»»
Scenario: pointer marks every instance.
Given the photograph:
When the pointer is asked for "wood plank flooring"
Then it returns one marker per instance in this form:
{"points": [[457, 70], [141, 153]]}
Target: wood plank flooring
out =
««
- What the task asks -
How many lines of the listing above include the word "instance"? State the number and nothing else.

- Written answer -
2